* begin *

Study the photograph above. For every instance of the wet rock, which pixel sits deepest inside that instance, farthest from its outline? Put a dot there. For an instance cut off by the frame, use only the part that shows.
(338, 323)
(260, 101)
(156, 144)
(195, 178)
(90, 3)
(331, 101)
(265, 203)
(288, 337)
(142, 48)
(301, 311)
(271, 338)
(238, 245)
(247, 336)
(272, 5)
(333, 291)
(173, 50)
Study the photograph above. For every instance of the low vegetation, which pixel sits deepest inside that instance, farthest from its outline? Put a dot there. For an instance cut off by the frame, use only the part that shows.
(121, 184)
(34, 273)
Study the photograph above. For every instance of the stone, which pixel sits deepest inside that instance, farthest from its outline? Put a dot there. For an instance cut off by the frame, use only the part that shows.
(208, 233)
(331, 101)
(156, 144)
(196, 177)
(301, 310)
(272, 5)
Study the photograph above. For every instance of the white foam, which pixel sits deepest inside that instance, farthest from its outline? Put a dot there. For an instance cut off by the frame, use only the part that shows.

* end *

Give a word-for-word copy of the records.

* THE RESPONSE:
Study the photograph above. For every instance of the wet rock, which pixel sits deepest inside that instance, farthest from its outline? Put a dot there. For an instance cut off by the frame, use only the part that shows.
(338, 323)
(260, 101)
(156, 144)
(195, 178)
(90, 3)
(331, 101)
(265, 203)
(288, 337)
(142, 48)
(301, 311)
(271, 338)
(238, 245)
(247, 336)
(272, 5)
(333, 291)
(173, 50)
Study the photograph above. For every instance of the low vegetation, which pixel sits deepest inside that instance, farthest from its outline? Put a dot there. For an instance cut off by the frame, use only the part that shows.
(121, 184)
(34, 273)
Study the photograph above. For every instance of the stone, which pixel sits deepest inside that instance, farthest from its outline? Put a dot there. For an instance cut off by the frame, use only the part that shows.
(208, 233)
(331, 101)
(156, 144)
(196, 177)
(301, 310)
(272, 5)
Study the photograph above. For every instance of the white foam, which pixel sits deepest inside that instance, farthest from its outline? Put a dot there. For an instance cut off by the frame, use only the part that shows.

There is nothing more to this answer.